TEXT PASSAGE:
-.-.-

Skip to main content

JAF: Production-Grade Streaming Boolean Algebra Over Nested JSON

JAF (Just Another Flow) is a production-grade streaming data processing system for JSON/JSONL data. It implements boolean algebra over nested JSON structures with lazy evaluation, composable operations, and a fluent API. JAF is the full-featured, battle-tested implementation of the concepts explored in dotsuite.

The Relationship to Dotsuite

Think of it this way:

  • dotsuite: “This is HOW it works” — Pedagogical, simple, learn-by-building
  • JAF: “This is WHAT you use” — Production-ready, feature-complete, battle-tested

JAF implements the highest level of dotsuite’s architecture: boolean algebra over collections of nested documents. Where dotsuite teaches the concepts through isolated, simple tools, JAF combines them into a unified streaming framework optimized for production workloads.

The Boolean Algebra Branch

In dotsuite’s three-pillar architecture (Depth, Truth, Shape), JAF focuses on the collections layer—specifically the boolean wing that provides filtering operations with full boolean algebra:

\[ \text{filter}: (\mathcal{D} \to \mathbb{B}) \to (C \to C) \]

Where:

  • \(\mathcal{D}\) = Document space
  • \(\mathbb{B}\) = Boolean values
  • \(C\) = Collection of documents

JAF lifts boolean operations to streams with:

  • AND: Intersection of filtered streams
  • OR: Union of filtered streams
  • NOT: Complement of filtered stream
  • Composition: Chainable predicates with guaranteed homomorphism

Core Innovation: Lazy Streaming Boolean Algebra

The Problem

Traditional data processing loads entire datasets into memory:

# Eager evaluation - loads everything
all_data = load_json("huge_file.jsonl")
filtered = [d for d in all_data if d['age'] > 25]
mapped = [transform(d) for d in filtered]

This fails on large datasets and wastes resources when you only need the first 10 results.

JAF’s Solution

from jaf import stream

# Lazy evaluation - nothing executes yet
pipeline = stream("huge_file.jsonl") \
    .filter(["gt?", "@age", 25]) \
    .map(transform) \
    .take(10)

# Only processes 10 matching items
for item in pipeline.evaluate():
    process(item)

Key benefits:

  • Constant memory: Processes one item at a time
  • Early termination: Stops after take(10)

-.-.-

DATASET CONTENT:
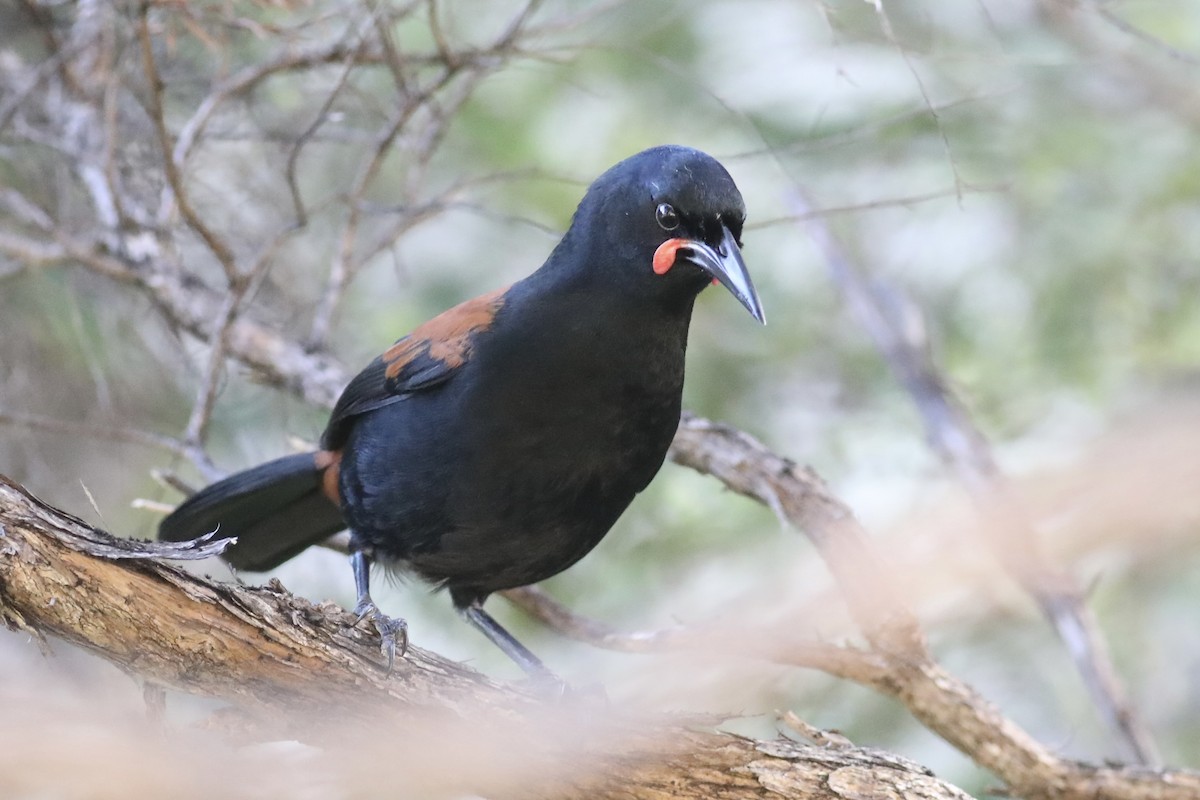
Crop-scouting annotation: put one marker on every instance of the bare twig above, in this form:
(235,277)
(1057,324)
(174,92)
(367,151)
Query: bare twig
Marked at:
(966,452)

-.-.-

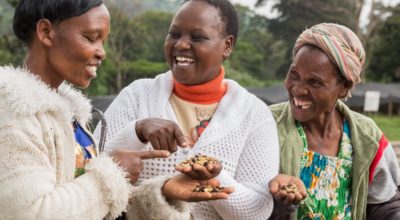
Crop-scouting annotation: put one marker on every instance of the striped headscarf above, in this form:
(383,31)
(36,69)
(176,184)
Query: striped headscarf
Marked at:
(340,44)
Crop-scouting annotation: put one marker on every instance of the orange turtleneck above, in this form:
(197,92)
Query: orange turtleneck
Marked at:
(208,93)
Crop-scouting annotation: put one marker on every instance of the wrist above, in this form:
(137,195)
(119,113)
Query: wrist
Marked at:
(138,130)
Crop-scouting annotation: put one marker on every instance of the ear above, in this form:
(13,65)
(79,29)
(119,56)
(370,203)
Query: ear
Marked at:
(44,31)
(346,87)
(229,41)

-.-.-

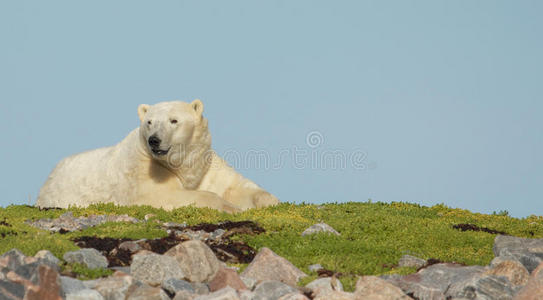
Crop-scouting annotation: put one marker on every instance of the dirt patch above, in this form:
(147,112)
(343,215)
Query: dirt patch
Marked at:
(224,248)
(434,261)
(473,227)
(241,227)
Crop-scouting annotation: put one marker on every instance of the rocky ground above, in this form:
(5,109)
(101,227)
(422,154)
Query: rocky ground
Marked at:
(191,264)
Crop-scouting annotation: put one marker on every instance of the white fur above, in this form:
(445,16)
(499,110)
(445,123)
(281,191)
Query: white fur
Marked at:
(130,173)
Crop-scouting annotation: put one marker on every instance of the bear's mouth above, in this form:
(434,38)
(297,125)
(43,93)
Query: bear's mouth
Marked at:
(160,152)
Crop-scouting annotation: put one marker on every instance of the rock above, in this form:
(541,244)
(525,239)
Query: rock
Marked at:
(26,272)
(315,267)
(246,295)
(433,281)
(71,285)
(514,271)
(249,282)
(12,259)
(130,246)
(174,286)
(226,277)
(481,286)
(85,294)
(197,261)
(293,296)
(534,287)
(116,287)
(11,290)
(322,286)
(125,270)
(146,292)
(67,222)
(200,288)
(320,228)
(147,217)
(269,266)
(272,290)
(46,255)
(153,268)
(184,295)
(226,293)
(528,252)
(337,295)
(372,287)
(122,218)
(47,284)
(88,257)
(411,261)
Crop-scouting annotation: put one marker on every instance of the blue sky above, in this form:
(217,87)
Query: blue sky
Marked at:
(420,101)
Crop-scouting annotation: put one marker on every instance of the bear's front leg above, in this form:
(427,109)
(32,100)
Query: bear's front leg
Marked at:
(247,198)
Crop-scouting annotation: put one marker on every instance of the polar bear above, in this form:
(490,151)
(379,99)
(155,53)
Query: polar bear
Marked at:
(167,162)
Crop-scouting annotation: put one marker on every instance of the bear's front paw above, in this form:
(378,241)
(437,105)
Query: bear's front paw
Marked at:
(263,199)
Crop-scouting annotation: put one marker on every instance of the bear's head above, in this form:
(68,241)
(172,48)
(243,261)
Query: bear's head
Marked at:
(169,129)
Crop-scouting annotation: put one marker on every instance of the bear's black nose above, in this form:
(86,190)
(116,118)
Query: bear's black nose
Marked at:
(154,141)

-.-.-

THE PROBLEM:
Write what comes next in the page on JAF's streaming boolean algebra, picking up right after its last line.

OUTPUT FOR THIS EXERCISE:
  • Composable: Build complex pipelines declaratively
  • Streaming: Works with infinite streams

Three Query Syntaxes

JAF supports multiple query syntaxes that all compile to the same internal representation:

1. S-Expression Syntax (Lisp-like)

# Simple comparisons
(eq? @status "active")
(gt? @age 25)
(contains? @tags "python")

# Boolean logic
(and
    (gte? @age 18)
    (eq? @verified true))

# Nested expressions
(or (eq? @role "admin")
    (and (eq? @role "user")
         (gt? @score 100)))

Why S-expressions?

  • Unambiguous parsing (no precedence rules)
  • Easy to serialize/deserialize
  • Homoiconic (code is data)
  • Composable ASTs

2. JSON Array Syntax

# Same queries in JSON
["eq?", "@status", "active"]
["gt?", "@age", 25]
["contains?", "@tags", "python"]

["and",
    ["gte?", "@age", 18],
    ["eq?", "@verified", true]
]

Why JSON arrays?

  • Easy to generate programmatically
  • Standard JSON format
  • Network-transmissible
  • No parsing needed

3. Infix DSL Syntax

# Natural infix notation
@status == "active"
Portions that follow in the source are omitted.